# START OF SUPPLIED INFORMATION

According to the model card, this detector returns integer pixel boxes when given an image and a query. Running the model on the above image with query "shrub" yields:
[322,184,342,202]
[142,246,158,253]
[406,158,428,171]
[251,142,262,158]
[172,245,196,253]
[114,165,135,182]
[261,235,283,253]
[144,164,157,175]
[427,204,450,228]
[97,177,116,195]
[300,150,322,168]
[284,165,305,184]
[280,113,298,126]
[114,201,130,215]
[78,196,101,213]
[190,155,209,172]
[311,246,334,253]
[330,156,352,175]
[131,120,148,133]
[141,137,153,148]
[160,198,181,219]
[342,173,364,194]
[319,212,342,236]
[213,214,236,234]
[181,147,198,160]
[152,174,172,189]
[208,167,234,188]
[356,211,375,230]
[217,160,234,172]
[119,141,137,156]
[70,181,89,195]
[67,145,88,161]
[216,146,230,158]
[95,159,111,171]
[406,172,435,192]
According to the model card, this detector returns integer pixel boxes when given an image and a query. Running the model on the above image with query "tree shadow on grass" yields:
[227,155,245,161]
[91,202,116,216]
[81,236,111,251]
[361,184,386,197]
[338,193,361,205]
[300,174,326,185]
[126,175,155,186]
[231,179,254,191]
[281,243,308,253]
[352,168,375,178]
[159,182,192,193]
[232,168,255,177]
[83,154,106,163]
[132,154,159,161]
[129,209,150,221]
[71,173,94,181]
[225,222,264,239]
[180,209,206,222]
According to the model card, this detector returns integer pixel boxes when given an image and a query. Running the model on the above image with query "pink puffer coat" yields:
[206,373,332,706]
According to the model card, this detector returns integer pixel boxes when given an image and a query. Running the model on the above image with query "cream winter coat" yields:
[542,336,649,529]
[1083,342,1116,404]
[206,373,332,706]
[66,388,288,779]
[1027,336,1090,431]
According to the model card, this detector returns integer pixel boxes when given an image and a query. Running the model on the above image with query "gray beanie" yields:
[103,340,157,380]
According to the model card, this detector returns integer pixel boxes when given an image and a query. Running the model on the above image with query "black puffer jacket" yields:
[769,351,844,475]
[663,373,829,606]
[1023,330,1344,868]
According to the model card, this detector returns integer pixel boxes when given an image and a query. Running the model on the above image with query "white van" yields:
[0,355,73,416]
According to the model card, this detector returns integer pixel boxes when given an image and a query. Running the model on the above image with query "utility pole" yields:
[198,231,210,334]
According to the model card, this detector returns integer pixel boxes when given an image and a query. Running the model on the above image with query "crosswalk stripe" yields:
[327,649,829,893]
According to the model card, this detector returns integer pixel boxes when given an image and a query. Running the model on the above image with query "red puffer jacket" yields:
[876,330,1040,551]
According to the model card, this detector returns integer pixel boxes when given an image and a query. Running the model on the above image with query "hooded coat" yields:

# END OF SUPPLIED INFORMATION

§ YOUR OBJECTIVE
How many lines of the material above contain the string "jacket", with case taken into account? Give only the number.

§ EXERCISE RESPONSE
2